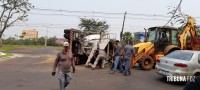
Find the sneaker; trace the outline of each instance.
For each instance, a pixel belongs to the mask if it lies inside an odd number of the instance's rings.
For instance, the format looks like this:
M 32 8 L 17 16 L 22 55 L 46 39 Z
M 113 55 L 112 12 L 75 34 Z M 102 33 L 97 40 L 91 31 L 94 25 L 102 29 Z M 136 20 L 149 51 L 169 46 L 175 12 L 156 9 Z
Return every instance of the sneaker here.
M 110 71 L 110 74 L 114 74 L 114 73 L 115 73 L 115 71 L 114 71 L 114 70 Z

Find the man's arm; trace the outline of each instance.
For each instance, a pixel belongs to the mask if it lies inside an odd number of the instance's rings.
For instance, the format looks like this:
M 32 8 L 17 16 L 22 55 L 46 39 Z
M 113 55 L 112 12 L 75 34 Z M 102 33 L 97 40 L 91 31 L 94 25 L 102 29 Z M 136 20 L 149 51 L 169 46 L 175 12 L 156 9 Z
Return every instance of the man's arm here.
M 59 59 L 60 59 L 60 55 L 59 55 L 59 54 L 60 54 L 60 53 L 57 54 L 57 57 L 56 57 L 56 59 L 55 59 L 54 65 L 53 65 L 53 71 L 52 71 L 52 73 L 51 73 L 53 76 L 56 74 L 56 68 L 57 68 L 57 66 L 58 66 L 58 61 L 59 61 Z

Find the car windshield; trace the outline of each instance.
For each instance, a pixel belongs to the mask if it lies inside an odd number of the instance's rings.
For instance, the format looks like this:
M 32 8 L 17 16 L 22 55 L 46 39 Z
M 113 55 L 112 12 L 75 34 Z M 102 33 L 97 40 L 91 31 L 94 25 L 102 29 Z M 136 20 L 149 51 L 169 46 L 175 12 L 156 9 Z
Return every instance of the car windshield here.
M 190 61 L 192 56 L 193 56 L 193 53 L 190 53 L 190 52 L 174 51 L 174 52 L 166 55 L 165 57 L 179 59 L 179 60 L 185 60 L 185 61 Z

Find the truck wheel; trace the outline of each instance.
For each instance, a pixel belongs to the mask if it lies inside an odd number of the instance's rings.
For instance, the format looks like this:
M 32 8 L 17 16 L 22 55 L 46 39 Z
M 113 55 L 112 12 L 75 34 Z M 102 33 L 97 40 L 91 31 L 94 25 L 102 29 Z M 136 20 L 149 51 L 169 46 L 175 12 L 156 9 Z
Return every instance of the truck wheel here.
M 152 57 L 147 56 L 147 57 L 142 59 L 140 64 L 141 64 L 142 69 L 151 70 L 153 68 L 154 61 L 153 61 Z

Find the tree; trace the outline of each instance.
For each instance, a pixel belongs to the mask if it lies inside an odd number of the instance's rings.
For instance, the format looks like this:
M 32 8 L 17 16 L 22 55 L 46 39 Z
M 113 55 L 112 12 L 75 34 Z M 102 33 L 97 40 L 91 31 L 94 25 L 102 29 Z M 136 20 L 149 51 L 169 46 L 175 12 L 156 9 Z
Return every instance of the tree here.
M 133 40 L 133 36 L 132 36 L 131 32 L 125 32 L 125 33 L 122 35 L 122 40 L 123 40 L 123 41 L 126 41 L 126 40 Z
M 79 27 L 84 31 L 106 32 L 106 30 L 109 28 L 109 25 L 107 24 L 106 21 L 99 21 L 98 19 L 80 18 Z
M 16 21 L 26 21 L 27 12 L 33 8 L 28 0 L 0 0 L 0 46 L 2 45 L 2 35 L 4 31 L 12 26 Z

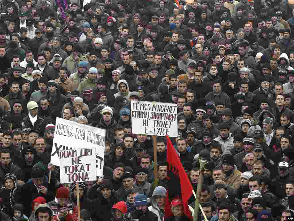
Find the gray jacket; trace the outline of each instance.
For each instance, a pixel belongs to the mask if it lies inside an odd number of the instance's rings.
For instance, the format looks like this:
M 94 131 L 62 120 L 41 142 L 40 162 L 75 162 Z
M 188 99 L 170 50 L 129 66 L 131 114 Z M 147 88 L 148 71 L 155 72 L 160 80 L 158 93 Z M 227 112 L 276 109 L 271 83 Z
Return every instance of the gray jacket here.
M 158 221 L 163 221 L 164 218 L 164 214 L 161 213 L 160 209 L 157 205 L 155 197 L 160 196 L 163 197 L 166 197 L 166 190 L 163 187 L 159 186 L 154 189 L 151 198 L 151 205 L 148 207 L 148 209 L 152 212 L 155 213 L 158 217 Z

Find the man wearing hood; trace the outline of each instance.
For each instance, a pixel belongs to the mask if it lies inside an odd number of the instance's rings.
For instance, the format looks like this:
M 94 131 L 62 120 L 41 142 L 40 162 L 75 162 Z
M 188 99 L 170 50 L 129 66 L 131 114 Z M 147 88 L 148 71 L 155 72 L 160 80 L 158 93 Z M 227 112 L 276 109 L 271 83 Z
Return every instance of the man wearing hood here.
M 44 203 L 46 203 L 46 200 L 44 197 L 38 197 L 33 200 L 32 203 L 33 206 L 32 213 L 30 216 L 29 220 L 31 220 L 31 221 L 36 221 L 36 220 L 38 220 L 36 219 L 35 217 L 36 215 L 35 214 L 35 212 L 37 210 L 37 208 L 39 207 L 39 205 L 40 204 Z
M 28 115 L 24 119 L 23 127 L 28 127 L 40 132 L 41 136 L 44 134 L 45 125 L 44 119 L 38 115 L 39 106 L 34 101 L 30 101 L 27 105 Z
M 99 69 L 100 71 L 101 69 Z M 90 87 L 92 90 L 94 90 L 97 87 L 97 76 L 98 74 L 98 70 L 96 67 L 90 68 L 89 69 L 88 78 L 84 80 L 79 84 L 78 90 L 80 93 L 83 93 L 84 88 L 86 87 Z
M 234 133 L 238 129 L 239 126 L 233 120 L 233 113 L 230 108 L 225 108 L 220 113 L 221 116 L 220 122 L 228 124 L 230 127 L 230 132 Z M 216 124 L 217 127 L 218 127 L 220 123 Z
M 126 99 L 126 104 L 129 102 L 130 95 L 131 92 L 129 91 L 128 84 L 125 80 L 120 80 L 117 82 L 116 89 L 118 92 L 114 94 L 116 97 L 118 96 L 121 96 Z
M 148 210 L 155 213 L 158 221 L 163 221 L 165 208 L 166 194 L 166 190 L 163 187 L 157 187 L 154 190 L 151 198 L 151 205 Z

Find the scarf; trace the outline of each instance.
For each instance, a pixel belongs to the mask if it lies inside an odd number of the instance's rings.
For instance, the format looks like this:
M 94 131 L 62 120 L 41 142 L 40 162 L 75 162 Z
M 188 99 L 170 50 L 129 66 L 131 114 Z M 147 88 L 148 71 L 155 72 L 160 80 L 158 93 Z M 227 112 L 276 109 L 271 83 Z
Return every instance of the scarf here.
M 264 137 L 266 140 L 266 144 L 268 146 L 269 146 L 270 142 L 272 141 L 272 139 L 273 139 L 273 136 L 274 132 L 272 130 L 272 132 L 269 134 L 267 134 L 264 132 L 263 134 L 264 135 Z
M 31 122 L 32 122 L 33 126 L 34 127 L 34 125 L 35 124 L 35 123 L 37 121 L 37 119 L 38 118 L 38 114 L 33 117 L 32 117 L 31 114 L 30 113 L 29 113 L 29 117 L 30 119 L 30 120 L 31 121 Z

| Written instruction |
Reproduce all of the lines above word for word, omitting the pictures from your answer.

| Task result |
Find the sneaker; trace the outline of each instance.
For each instance, a pixel belongs to the mask if it lies inside an odd number of the instance's rings.
For instance, the format looks like this:
M 32 8 L 17 16 L 22 55 L 46 39 Z
M 113 55 L 112 12 L 75 34 Z M 102 33 L 97 40 L 91 31 L 94 25 L 102 29 Z M 136 20 L 149 51 L 169 46 L 175 12 L 156 9 Z
Return every instance of the sneaker here.
M 110 71 L 110 74 L 114 74 L 114 73 L 115 73 L 115 71 L 114 71 L 114 70 Z

Find the man's arm; trace the outline of each instance.
For each instance, a pixel belongs to the mask if it lies inside an odd number of the instance's rings.
For instance, the format looks like this:
M 32 8 L 17 16 L 22 55 L 46 39 Z
M 113 55 L 112 12 L 75 34 Z M 102 33 L 97 40 L 91 31 L 94 25 L 102 29 Z M 136 20 L 149 51 L 169 46 L 175 12 L 156 9 Z
Return every instance of the man's arm here.
M 59 59 L 60 59 L 60 55 L 59 55 L 59 54 L 60 54 L 60 53 L 57 54 L 57 57 L 56 57 L 56 59 L 55 59 L 54 65 L 53 65 L 53 71 L 52 71 L 52 73 L 51 73 L 53 76 L 56 74 L 56 68 L 57 68 L 57 66 L 58 66 L 58 61 L 59 61 Z

Find the car windshield; trace the outline of each instance.
For each instance, a pixel belongs to the mask if it lies inside an odd number of the instance's rings.
For instance, the format looks like this:
M 32 8 L 17 16 L 22 55 L 46 39 Z
M 113 55 L 112 12 L 75 34 Z M 102 33 L 97 40 L 91 31 L 94 25 L 102 29 Z M 136 20 L 149 51 L 169 46 L 175 12 L 156 9 Z
Return every instance of the car windshield here.
M 190 61 L 192 56 L 193 56 L 193 53 L 190 53 L 190 52 L 174 51 L 174 52 L 166 55 L 165 57 L 179 59 L 179 60 L 185 60 L 185 61 Z

Find the truck wheel; trace the outline of each instance.
For each instance, a pixel belongs to the mask if it lies inside an odd number of the instance's rings.
For instance, the format looks like this:
M 32 8 L 17 16 L 22 55 L 46 39 Z
M 113 55 L 112 12 L 75 34 Z M 102 33 L 97 40 L 91 31 L 94 25 L 102 29 Z M 136 20 L 149 51 L 169 46 L 175 12 L 156 9 Z
Return every instance of the truck wheel here.
M 152 57 L 147 56 L 147 57 L 142 59 L 140 64 L 141 64 L 142 69 L 151 70 L 153 68 L 154 61 L 153 61 Z

Find the tree; trace the outline of each instance.
For each instance, a pixel belongs to the mask if it lies inside an odd number of the instance's rings.
For instance, the format looks like this:
M 32 8 L 17 16 L 22 55 L 46 39 Z
M 113 55 L 112 12 L 75 34 Z M 102 33 L 97 40 L 91 31 L 94 25 L 102 29 Z M 136 20 L 149 51 L 169 46 L 175 12 L 156 9 Z
Return every instance of the tree here.
M 133 40 L 133 36 L 132 36 L 131 32 L 125 32 L 125 33 L 122 35 L 122 40 L 123 40 L 123 41 L 126 41 L 126 40 Z
M 79 27 L 84 31 L 106 32 L 106 30 L 109 28 L 109 25 L 107 24 L 106 21 L 99 21 L 98 19 L 80 18 Z
M 16 21 L 26 21 L 27 12 L 33 8 L 28 0 L 0 0 L 0 46 L 2 45 L 2 35 L 4 31 L 12 26 Z

Find the gray jacket; trace the outline of each instance.
For each instance, a pixel belongs to the mask if it lies inside an odd number of the instance's rings.
For instance, the format looks like this:
M 94 131 L 62 120 L 41 142 L 40 162 L 75 162 Z
M 188 99 L 170 50 L 129 66 L 131 114 Z M 147 88 L 148 71 L 155 72 L 160 80 L 158 93 Z M 227 112 L 276 109 L 271 83 Z
Return every instance of the gray jacket here.
M 158 221 L 163 221 L 164 218 L 164 214 L 161 213 L 160 209 L 157 205 L 155 197 L 160 196 L 163 197 L 166 197 L 166 190 L 163 187 L 159 186 L 154 189 L 151 198 L 151 205 L 148 207 L 148 209 L 152 212 L 155 213 L 158 217 Z

Find the man wearing hood; trace the outline of each instance.
For each instance, a pixel belongs to the mask if it lies inside an odd number of the instance's rings.
For instance, the format looks like this:
M 94 131 L 62 120 L 41 142 L 40 162 L 75 162 Z
M 188 99 L 170 50 L 129 66 L 131 114 Z M 147 88 L 148 71 L 155 72 L 160 80 L 158 93 Z M 227 112 L 276 109 L 271 83 Z
Return every instance of the man wearing hood here.
M 44 203 L 46 203 L 46 200 L 44 197 L 38 197 L 33 200 L 32 203 L 33 206 L 32 213 L 30 216 L 29 220 L 31 220 L 31 221 L 36 221 L 36 220 L 38 220 L 36 219 L 35 217 L 36 215 L 35 214 L 35 212 L 37 210 L 37 208 L 39 207 L 39 205 L 40 204 Z
M 28 115 L 24 119 L 23 127 L 28 127 L 40 132 L 41 136 L 44 134 L 45 125 L 44 119 L 38 115 L 39 106 L 34 101 L 30 101 L 27 105 Z
M 99 69 L 100 71 L 101 69 Z M 90 87 L 92 90 L 94 90 L 97 87 L 97 76 L 98 74 L 98 70 L 96 67 L 90 68 L 89 69 L 88 78 L 84 80 L 79 84 L 78 90 L 80 93 L 83 93 L 84 88 L 86 87 Z
M 234 133 L 238 129 L 239 126 L 233 120 L 233 113 L 230 108 L 225 108 L 220 113 L 221 116 L 220 122 L 228 124 L 230 127 L 230 132 Z M 216 124 L 217 127 L 218 127 L 220 123 Z
M 126 99 L 126 104 L 129 102 L 130 95 L 131 92 L 129 91 L 128 84 L 125 80 L 120 80 L 117 82 L 116 89 L 118 92 L 114 94 L 116 97 L 118 96 L 121 96 Z
M 148 210 L 155 213 L 158 221 L 163 221 L 165 208 L 166 194 L 166 190 L 163 187 L 157 187 L 154 190 L 151 198 L 151 205 Z

Find the scarf; trace the outline of each instance.
For each instance, a pixel belongs to the mask if it lies inside an odd number of the instance's rings.
For instance, the format looks like this:
M 94 131 L 62 120 L 41 142 L 40 162 L 75 162 Z
M 188 99 L 170 50 L 129 66 L 131 114 Z M 147 88 L 148 71 L 155 72 L 160 80 L 158 93 Z M 227 112 L 276 109 L 271 83 Z
Return every instance of the scarf here.
M 264 137 L 266 140 L 266 144 L 268 146 L 269 146 L 270 142 L 272 141 L 272 139 L 273 139 L 273 136 L 274 132 L 272 130 L 272 132 L 269 134 L 267 134 L 264 132 L 263 134 L 264 135 Z
M 31 122 L 32 122 L 33 126 L 34 127 L 34 125 L 35 124 L 35 123 L 37 121 L 37 119 L 38 118 L 38 114 L 33 117 L 32 117 L 31 114 L 30 113 L 29 113 L 29 117 L 30 119 L 30 120 L 31 121 Z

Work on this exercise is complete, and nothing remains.